Saved data entries:
·····

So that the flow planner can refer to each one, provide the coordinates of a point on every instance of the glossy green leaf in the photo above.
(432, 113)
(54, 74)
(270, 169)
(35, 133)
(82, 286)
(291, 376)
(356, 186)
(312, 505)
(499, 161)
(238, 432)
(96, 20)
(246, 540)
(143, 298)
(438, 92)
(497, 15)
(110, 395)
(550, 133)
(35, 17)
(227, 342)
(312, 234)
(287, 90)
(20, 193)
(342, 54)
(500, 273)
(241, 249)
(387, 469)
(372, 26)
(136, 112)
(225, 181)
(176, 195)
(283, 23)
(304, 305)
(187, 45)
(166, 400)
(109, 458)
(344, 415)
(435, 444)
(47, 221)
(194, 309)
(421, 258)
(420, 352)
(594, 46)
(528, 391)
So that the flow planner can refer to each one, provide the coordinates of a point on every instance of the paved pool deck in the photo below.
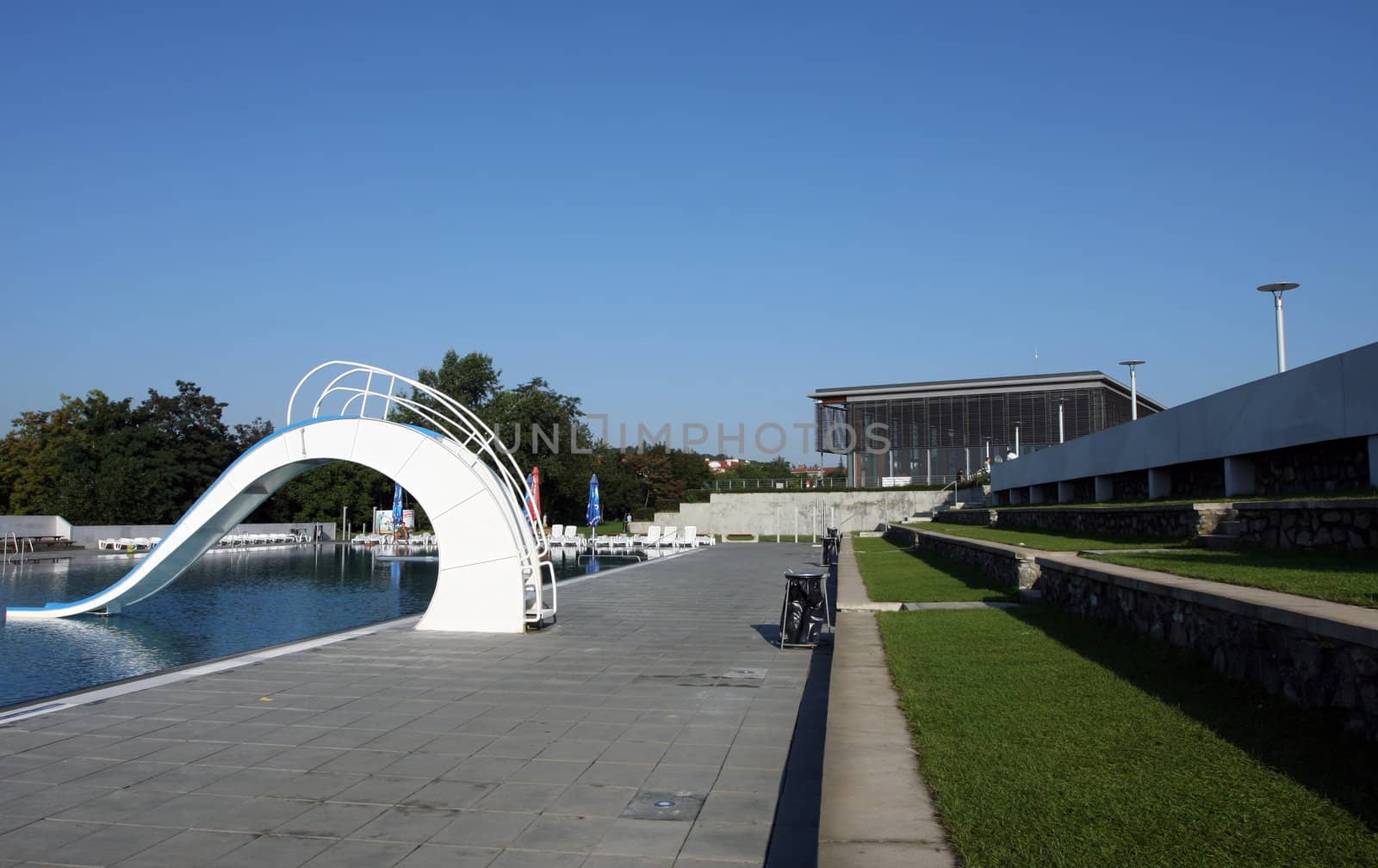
(661, 684)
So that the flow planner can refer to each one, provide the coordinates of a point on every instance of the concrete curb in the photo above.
(875, 810)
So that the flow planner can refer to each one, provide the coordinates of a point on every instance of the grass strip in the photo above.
(1347, 578)
(893, 574)
(1053, 741)
(1046, 541)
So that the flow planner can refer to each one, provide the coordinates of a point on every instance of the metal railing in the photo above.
(794, 484)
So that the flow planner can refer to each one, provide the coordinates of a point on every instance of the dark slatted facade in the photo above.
(929, 433)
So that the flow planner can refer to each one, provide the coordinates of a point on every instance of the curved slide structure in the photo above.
(489, 550)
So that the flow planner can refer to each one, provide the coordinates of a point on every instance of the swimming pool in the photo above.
(227, 603)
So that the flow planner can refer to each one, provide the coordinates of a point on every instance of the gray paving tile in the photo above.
(109, 845)
(115, 806)
(681, 778)
(564, 834)
(38, 840)
(450, 796)
(617, 773)
(656, 838)
(488, 769)
(521, 797)
(273, 852)
(259, 815)
(406, 824)
(593, 801)
(549, 772)
(381, 790)
(723, 806)
(362, 854)
(728, 840)
(331, 820)
(537, 859)
(630, 861)
(313, 785)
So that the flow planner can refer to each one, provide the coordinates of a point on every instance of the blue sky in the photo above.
(696, 213)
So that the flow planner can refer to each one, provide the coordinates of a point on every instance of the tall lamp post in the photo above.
(1278, 289)
(1133, 386)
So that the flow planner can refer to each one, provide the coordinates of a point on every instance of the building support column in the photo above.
(1239, 475)
(1104, 489)
(1065, 491)
(1373, 461)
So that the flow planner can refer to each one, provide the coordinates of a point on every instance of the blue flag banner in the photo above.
(594, 513)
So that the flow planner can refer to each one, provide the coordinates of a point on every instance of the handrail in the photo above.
(455, 422)
(18, 546)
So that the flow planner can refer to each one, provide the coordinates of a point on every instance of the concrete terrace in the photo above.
(661, 684)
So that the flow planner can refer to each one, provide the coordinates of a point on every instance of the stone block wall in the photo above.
(1005, 564)
(1176, 523)
(1334, 465)
(1340, 525)
(1306, 659)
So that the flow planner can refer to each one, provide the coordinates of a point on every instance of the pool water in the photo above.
(227, 603)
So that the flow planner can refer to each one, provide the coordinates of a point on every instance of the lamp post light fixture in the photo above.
(1278, 289)
(1133, 386)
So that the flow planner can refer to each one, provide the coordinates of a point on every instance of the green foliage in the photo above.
(96, 461)
(1107, 750)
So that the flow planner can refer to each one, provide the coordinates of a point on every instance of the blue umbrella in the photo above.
(594, 514)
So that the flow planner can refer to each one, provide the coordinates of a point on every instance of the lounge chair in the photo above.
(651, 541)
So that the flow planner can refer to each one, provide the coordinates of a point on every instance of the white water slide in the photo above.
(491, 551)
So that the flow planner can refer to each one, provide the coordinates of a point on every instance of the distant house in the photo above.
(723, 465)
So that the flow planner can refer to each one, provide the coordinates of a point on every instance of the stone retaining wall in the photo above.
(1323, 524)
(1311, 661)
(1169, 523)
(1343, 525)
(1006, 564)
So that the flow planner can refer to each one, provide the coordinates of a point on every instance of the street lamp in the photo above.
(1133, 386)
(1278, 289)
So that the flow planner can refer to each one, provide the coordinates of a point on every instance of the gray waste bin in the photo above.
(805, 608)
(831, 543)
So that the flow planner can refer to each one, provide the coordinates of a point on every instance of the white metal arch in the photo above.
(491, 551)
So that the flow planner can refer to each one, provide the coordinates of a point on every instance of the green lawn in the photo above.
(1337, 576)
(902, 575)
(1052, 741)
(1045, 541)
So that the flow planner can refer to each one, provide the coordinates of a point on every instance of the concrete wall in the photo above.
(773, 513)
(34, 525)
(87, 535)
(1327, 400)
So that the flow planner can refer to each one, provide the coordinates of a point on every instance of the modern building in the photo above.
(932, 433)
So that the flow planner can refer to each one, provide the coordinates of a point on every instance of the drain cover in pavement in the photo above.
(661, 805)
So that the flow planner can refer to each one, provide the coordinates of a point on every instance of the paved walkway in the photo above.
(875, 809)
(651, 728)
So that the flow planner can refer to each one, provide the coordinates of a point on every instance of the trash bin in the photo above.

·····

(Directions for this task): Copy out the entries exactly as they stand, omitting the images.

(Solution for this problem):
So that the flow planner can refer to each one, provide the coordinates of a point on every instance of the glossy green leaf in the photo above.
(432, 113)
(54, 74)
(270, 169)
(35, 133)
(82, 286)
(291, 376)
(356, 186)
(312, 505)
(499, 161)
(238, 432)
(96, 20)
(246, 540)
(143, 298)
(438, 92)
(497, 15)
(110, 395)
(550, 133)
(35, 17)
(227, 342)
(312, 234)
(287, 90)
(20, 193)
(342, 54)
(500, 273)
(241, 249)
(387, 469)
(372, 26)
(136, 112)
(225, 181)
(176, 195)
(283, 23)
(304, 305)
(187, 45)
(166, 400)
(109, 458)
(344, 415)
(435, 444)
(47, 221)
(194, 309)
(421, 258)
(420, 352)
(594, 46)
(528, 391)
So that the flow planner can refer to each one, provide the coordinates of a point on every instance of the paved pool deck in the photo below.
(661, 684)
So that the flow planner can refer to each one, provide the coordinates of a point on every instance of the concrete curb in the photo above.
(875, 810)
So that the flow planner can refer to each one, provide the coordinates of a point on every instance of the grass strip in the photo above.
(1347, 578)
(893, 574)
(1053, 741)
(1046, 541)
So that the flow planner can refer to each one, provide the coordinates of a point on every instance of the metal railing in the photo above.
(794, 484)
So that the flow planner can refer to each one, provide the coordinates of a point on every instance of the dark slatted facade in the photo above.
(929, 433)
So that the flow planner can refer to each one, provide the coordinates of a point on every instance of the curved slide structure in the photo above.
(489, 550)
So that the flow planner can refer to each one, provide the coordinates of a point on every instance of the swimming pool in the photo above.
(227, 603)
So that the flow planner can refer to each one, provide the coordinates of a point on every instance of the gray paving tile in the photo above.
(109, 845)
(115, 806)
(681, 778)
(564, 834)
(38, 840)
(450, 796)
(617, 773)
(656, 838)
(488, 769)
(521, 797)
(273, 852)
(259, 815)
(406, 824)
(593, 801)
(549, 772)
(381, 790)
(723, 806)
(362, 854)
(728, 840)
(331, 820)
(537, 859)
(630, 861)
(313, 785)
So that the flow planner can refer to each one, provide the coordinates of a point on every instance of the blue sky in the photo above.
(696, 213)
So that the flow planner can refer to each one, provide the coordinates of a point on every instance of the tall lamp post in the photo above.
(1278, 289)
(1133, 386)
So that the flow planner can refer to each one, provide the coordinates of a point on every instance of the building support column in the photo above.
(1239, 475)
(1104, 489)
(1065, 491)
(1373, 461)
So that the flow planner can refer to each one, provide the coordinates of a point on every instance of the blue flag banner in the photo above.
(594, 513)
So that the flow planner can refer to each one, provide the coordinates of a point on every instance of the handrail in the photo above.
(455, 422)
(18, 546)
So that the flow planner can refer to each one, provide the coordinates of a point on every instance of the concrete terrace in the photo above.
(661, 684)
So that the flow planner can refer to each one, provide the coordinates of a point on every instance of the stone block wall in the photo above.
(1005, 564)
(1176, 523)
(1334, 465)
(1340, 525)
(1306, 659)
So that the flow planner can refer to each one, provide the coordinates of a point on every instance of the pool water in the photo above.
(227, 603)
So that the flow planner can refer to each one, provide the coordinates of a point on every instance of the lamp post light fixture in the photo above.
(1278, 289)
(1133, 386)
So that the flow planner can refer to each one, provide the coordinates of a point on every instance of the green foliage in the photo above.
(96, 461)
(1107, 750)
So that the flow planner can refer to each one, provide the coordinates of a point on every instance of the blue umbrella in the photo above.
(594, 514)
So that the flow planner can refer to each one, provide the coordinates of a point on every instance of the lounge chair in the photo above.
(651, 541)
So that the flow planner can refer to each one, provide the coordinates of a point on every instance of the white water slide in the photo above.
(491, 551)
So that the flow planner can refer to each one, provide the coordinates of a point on every instance of the distant house in the photo above.
(723, 465)
So that the flow planner can refer to each one, provide the coordinates of a point on every instance of the stone retaining wall in the photo above.
(1323, 524)
(1311, 661)
(1169, 523)
(1343, 525)
(1006, 564)
So that the flow planner can refer to each one, provide the coordinates of a point on every instance of the street lamp in the photo above.
(1133, 386)
(1278, 289)
So that the flow planner can refer to each one, provide the coordinates of a point on every instance of the gray waste bin in the photo above.
(805, 608)
(831, 543)
So that the flow planner can refer to each one, provide the coordinates of a point on every instance of the white metal arch in the photo above.
(491, 551)
So that the flow planner can refer to each one, provide the coordinates of a point on every instance of the green lawn in the photo above.
(1337, 576)
(902, 575)
(1052, 741)
(1045, 541)
So that the flow planner can refer to each one, provide the coordinates of a point on every instance of the concrete wall in the photo above.
(773, 513)
(34, 525)
(87, 535)
(1327, 400)
So that the flow planner can refer to each one, provide the coordinates of a point on every instance of the modern building in the photo above.
(932, 433)
So that the flow planner can refer to each one, provide the coordinates of a point on every instance of the drain cover in pavement in the photo above.
(661, 805)
So that the flow planner can refer to each one, provide the coordinates of a point on every instance of the paved walkway in the photo above.
(875, 809)
(651, 728)
So that the flow planner can refer to each one, provide the coordinates of a point on every instance of the trash bin in the photo above.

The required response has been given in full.